Peasant and zamindari rebellions in many parts of northern and western India added to these problems. These revolts were sometimes caused by the pressures of mounting taxes. At other times they were attempts by powerful chieftains to consolidate their own positions. Mughal authority had been challenged by rebellious groups in the past as well. But these groups were now able to seize the economic resources of the region to consolidate their positions. The Mughal emperors after Aurangzeb were unable to arrest the gradual shifting of political and economic authority into the hands of provincial governors, local chieftains and other groups.

Rich harvests and empty coffers

The following is a contemporary writer’s account of the financial bankruptcy of the empire:

The great lords are helpless and impoverished. Their peasants raise two crops a year, but their lords see nothing of either, and their agents on the spot are virtual prisoners in the peasants’ hands, like a peasant kept in his creditor’s house until he can pay his debt. So complete is the collapse of all order and administration that though the peasant reaps a harvest of gold, his lord does not see so much as a wisp of straw. How then can the lord keep the armed force he should? How can he pay the soldiers who should go before him when he goes out, or the horsemen who should ride behind him?

In the midst of this economic and political crisis, the ruler of Iran, Nadir Shah, sacked and plundered the city of Delhi in 1739 and took away immense amounts of wealth. This invasion was followed by a series of plundering raids by the Afghan ruler Ahmad Shah Abdali, who invaded north India five times between 1748 and 1761.

Nadir Shah attacks Delhi

The devastation of Delhi after Nadir Shah’s invasion was described by contemporary observers. One described the wealth looted from the Mughal treasury as follows:

sixty lakhs of rupees and some thousand gold coins, nearly one crore worth of gold-ware, nearly fifty crores worth of jewels, most of them unrivalled in the world, and the above included the Peacock throne.

**GIVEN PROBLEM A:** Return the passage on the decline of the Mughal empire from "In the midst" up to and including "the Peacock throne.", copying it word for word.
**GIVEN PROBLEM B:** Write the next part of the passage on the decline of the Mughal empire, starting after its final sentence.

[Saved entries]

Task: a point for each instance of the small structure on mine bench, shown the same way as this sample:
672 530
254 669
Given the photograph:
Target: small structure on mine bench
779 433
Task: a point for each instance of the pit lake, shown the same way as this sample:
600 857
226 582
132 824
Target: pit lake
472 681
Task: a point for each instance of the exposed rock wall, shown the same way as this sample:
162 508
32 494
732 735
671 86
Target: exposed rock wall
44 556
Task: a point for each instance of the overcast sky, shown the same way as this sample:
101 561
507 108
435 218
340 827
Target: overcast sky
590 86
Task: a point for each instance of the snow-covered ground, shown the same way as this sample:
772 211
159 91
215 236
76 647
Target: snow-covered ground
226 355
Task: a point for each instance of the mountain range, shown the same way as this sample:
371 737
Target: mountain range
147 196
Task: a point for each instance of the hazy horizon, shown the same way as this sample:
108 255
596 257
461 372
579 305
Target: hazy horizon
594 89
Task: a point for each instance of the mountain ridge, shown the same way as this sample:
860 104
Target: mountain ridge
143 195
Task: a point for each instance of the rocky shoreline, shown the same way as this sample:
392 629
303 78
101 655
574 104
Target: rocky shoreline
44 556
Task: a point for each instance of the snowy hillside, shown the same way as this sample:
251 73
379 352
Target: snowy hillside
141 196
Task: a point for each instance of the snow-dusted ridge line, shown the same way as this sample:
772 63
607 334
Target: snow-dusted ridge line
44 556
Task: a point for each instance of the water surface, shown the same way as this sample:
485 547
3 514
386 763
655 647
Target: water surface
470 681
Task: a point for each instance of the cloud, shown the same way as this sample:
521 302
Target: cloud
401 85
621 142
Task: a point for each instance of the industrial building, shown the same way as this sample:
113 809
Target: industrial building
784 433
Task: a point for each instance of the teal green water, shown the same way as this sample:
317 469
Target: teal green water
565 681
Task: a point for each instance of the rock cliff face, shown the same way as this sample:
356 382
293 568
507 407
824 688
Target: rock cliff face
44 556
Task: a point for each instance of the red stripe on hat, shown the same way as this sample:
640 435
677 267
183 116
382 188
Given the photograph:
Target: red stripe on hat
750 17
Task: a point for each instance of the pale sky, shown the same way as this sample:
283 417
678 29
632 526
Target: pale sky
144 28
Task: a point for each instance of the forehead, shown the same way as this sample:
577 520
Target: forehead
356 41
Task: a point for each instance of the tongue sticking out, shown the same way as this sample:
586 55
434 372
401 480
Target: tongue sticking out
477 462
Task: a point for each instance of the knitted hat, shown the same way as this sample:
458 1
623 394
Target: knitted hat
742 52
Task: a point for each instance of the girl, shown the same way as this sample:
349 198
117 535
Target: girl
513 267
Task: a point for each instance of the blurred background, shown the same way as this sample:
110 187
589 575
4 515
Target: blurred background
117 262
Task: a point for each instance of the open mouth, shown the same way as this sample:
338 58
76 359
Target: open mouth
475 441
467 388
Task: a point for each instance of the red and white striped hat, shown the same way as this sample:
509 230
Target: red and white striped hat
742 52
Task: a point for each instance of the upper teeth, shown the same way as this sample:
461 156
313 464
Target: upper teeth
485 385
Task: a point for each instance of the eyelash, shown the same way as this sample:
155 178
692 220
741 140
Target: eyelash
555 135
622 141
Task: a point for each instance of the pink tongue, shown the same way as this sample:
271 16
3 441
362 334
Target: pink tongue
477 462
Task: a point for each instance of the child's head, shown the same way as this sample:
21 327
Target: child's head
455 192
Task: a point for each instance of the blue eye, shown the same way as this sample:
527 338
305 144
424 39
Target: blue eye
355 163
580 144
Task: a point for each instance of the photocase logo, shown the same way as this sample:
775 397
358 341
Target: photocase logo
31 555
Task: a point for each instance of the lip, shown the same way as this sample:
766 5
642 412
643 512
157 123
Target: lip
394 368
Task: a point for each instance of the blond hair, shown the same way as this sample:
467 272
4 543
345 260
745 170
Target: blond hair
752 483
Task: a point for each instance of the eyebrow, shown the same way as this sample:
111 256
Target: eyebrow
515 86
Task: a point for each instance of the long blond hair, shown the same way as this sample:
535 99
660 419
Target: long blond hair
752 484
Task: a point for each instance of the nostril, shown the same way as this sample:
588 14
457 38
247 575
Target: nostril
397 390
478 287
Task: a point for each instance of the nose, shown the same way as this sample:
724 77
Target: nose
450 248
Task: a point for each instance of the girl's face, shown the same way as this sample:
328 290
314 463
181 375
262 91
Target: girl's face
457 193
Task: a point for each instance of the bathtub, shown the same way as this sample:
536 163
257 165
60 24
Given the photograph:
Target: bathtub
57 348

**OUTPUT A:**
In the midst of this economic and political crisis, the ruler of Iran, Nadir Shah, sacked and plundered the city of Delhi in 1739 and took away immense amounts of wealth. This invasion was followed by a series of plundering raids by the Afghan ruler Ahmad Shah Abdali, who invaded north India five times between 1748 and 1761.

Nadir Shah attacks Delhi

The devastation of Delhi after Nadir Shah’s invasion was described by contemporary observers. One described the wealth looted from the Mughal treasury as follows:

sixty lakhs of rupees and some thousand gold coins, nearly one crore worth of gold-ware, nearly fifty crores worth of jewels, most of them unrivalled in the world, and the above included the Peacock throne.

**OUTPUT B:**
Another account described the invasion’s impact upon Delhi:

Fig. 1 A 1779 portrait of Nadir Shah.

(those) … who had been masters were now in dire straits; and those who had been revered couldn’t even (get water to) quench their thirst. The recluses were pulled out of their corners. The wealthy were turned into beggars. Those who once set the style in clothes now went naked; and those who owned property were now homeless … The New City (Shahjahanabad) was turned into rubble. (Nadir Shah) then attacked the Old quarters of the city and destroyed a whole world that existed there …

Already under severe pressure from all sides, the empire was further weakened by competition amongst different groups of nobles. They were divided into two major groups or factions, the Iranis and Turanis (nobles of Turkish descent). For a long time, the later Mughal emperors were puppets in the hands of either one or the other of these two powerful groups. The worst possible humiliation came when two Mughal emperors, Farrukh Siyar (1713-1719) and Alamgir II (1754-1759) were assassinated, and two others Ahmad Shah (1748-1754) and Shah Alam II (1759-1816) were blinded by their nobles.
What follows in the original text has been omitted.